# Directive 1
Return the records that come after the text line for line, without the picture.

|---|

And so it came to pass that the next few days dissolved into a drunken haze of early mornings spent watching the bulls running through the streets while even drunker idiots tried to run with them, eating and drinking until we passed out, waking up for the bullfights at night where the bulls who ran through the streets in the morning were brutally slaughtered in the bullring, then eating and drinking until we passed out again.  It was insane.

It was also exhausting and we were only on Day 3, with 3 more to go, when Brett, as she was want to do in Papa's book, made the casual comment that perhaps we should adjourn to San Sebastian for some R&R.  Cohn, Pedro and I refused to admit defeat.  We were there for the festival and we were staying for the festival.  All of it.  Weren't we?

We weren't.  There was no hiding it.  The Hemingway dream was turning into full on disaster and to make it even worse, we weren't enjoying ourselves at all.  Not the food, not the festival, not the people and not even the wine, which we drank to get through the misery.  On Day 4, I woke up early as usual for the running of the bulls and noticed something nasty on the tacky green carpet.  What was it?  Was it....baccalao?  I try to think back to the night before.  Didn't I have baccalao for dinner?  The phone rang.  It was Pedro.  "We're out of here," is all he said.  I breathed a sigh of relief, put my pounding head back on the pillow, and slept until noon.   

We were quiet on the drive to San Sebastian and even Brett didn't speak.  Shell-shocked, I guess.  We had no idea what to expect, but whatever was in store, it couldn't have been as bad as Pamplona.  We arrived into San Sebastian and I instantly felt at east.  It was lovely, there were no drunken crowds, and the hotel was great.  My room overlooked the river, the tide coming was coming in from the Bay of Biscay, and I filled my lungs with fresh air and breathed a long sigh of relief.  I felt like I was home. 

I used to love Hemingway until he made me go to the Festival of San Fermin.  

Friday, June 26, 2009

Memories of San Sebastian-Part 1

The port area in San Sebastian, where a stop for grilled anchovies and sardines is obligatory.

It is Friday afternoon and I have been home for 3 days.  The jet lag isn't anywhere near as bad as it could be, thanks to these amazing homeopathic pills my friends gave me.  But I am still tired and I miss being there.  Tonight I will make paella with some bomba rice I brought back and hope it will be better than the totally lousy one we had in Madrid.  I will drink a bottle of 6 Euro tempranillo from Jumilla that I picked up from a wine store on Calle del Prado on the way home.  And I will remember another fantastic, amazing, mind-blowing trip to the food capital of the world.

|---|

# Directive 2
Sum up the San Fermin blog excerpt in two sentences.

|---|

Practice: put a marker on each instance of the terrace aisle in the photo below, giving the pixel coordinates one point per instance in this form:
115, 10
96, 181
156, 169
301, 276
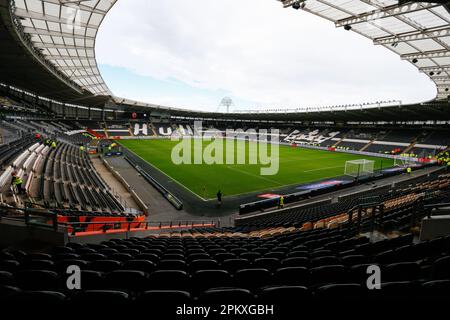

|---|

# Task result 1
Practice: put a marker on each instance of the terrace aisle in the photo below, giving the pixel coordinates one point per instance in this form:
115, 10
96, 181
156, 169
301, 276

# Task result 2
After several exhausting, miserable days of bull runs, bullfights and heavy drinking at the Festival of San Fermin in Pamplona, the group left on Day 4 for San Sebastian, where the narrator felt like home. In a later entry dated June 26, 2009, the narrator, three days back home, plans to make paella with bomba rice and drink a tempranillo from Jumilla while remembering the trip.